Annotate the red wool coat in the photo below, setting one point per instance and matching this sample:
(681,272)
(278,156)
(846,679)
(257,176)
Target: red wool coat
# # #
#### TRY IT
For every line in the data above that has the string "coat", return that line.

#### TASK RESPONSE
Annotate the red wool coat in the photo below, setting one point per instance and matching this sample:
Target: red wool coat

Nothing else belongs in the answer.